EXERCISE TEXT:
=== Section Start ===

WESM operator sees power rate spikes

Published January 16, 2022, 10:30 PM

by Myrna M. Velasco

Filipino consumers may need to brace for higher electric bills next month as prices in the Wholesale Electricity Spot Market (WESM) were ticking up when system operator National Grid Corp. of the Philippines (NGCP) declared a two-day “yellow alert” in the Luzon grid recently.

The recurrence of “forced outages infection” of several power plants, plus the generation de-rating of other facilities on Jan. 10-11 had drastically taken out 2,265 megawatts of power capacity in the system and that caused “insufficiency of reserves” which had strained the country’s biggest power grid.

DU facilities’ photo

Initial data from WESM operator Independent Electricity Market Operator of the Philippines (IEMOP) showed that as of Jan. 13, the secondary price cap of P6.245 per kilowatt hour (kWh) had been triggered for at least seven days out of the 19 trading days in the prevailing supply month.

For the secondary price cap to be enforced, the Energy Regulatory Commission (ERC) has consistently sounded off that “sustained price hikes” had already been logged in various trading intervals in the spot market and the outcome of that could be increase in pass-on cost to the electricity consumers.

=== Section End ===

GIVEN DATA:
=== Section Start ===

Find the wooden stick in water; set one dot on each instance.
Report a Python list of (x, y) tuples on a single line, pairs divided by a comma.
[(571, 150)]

=== Section End ===

TASK DETAILS: Swap "Luzon" for "Visayas" in the power rate article, then give the passage that opens with the words "Filipino consumers may" and closes with "biggest power grid.". The material can be set aside.

YOUR SOLUTION:
Filipino consumers may need to brace for higher electric bills next month as prices in the Wholesale Electricity Spot Market (WESM) were ticking up when system operator National Grid Corp. of the Philippines (NGCP) declared a two-day “yellow alert” in the Visayas grid recently.

The recurrence of “forced outages infection” of several power plants, plus the generation de-rating of other facilities on Jan. 10-11 had drastically taken out 2,265 megawatts of power capacity in the system and that caused “insufficiency of reserves” which had strained the country’s biggest power grid.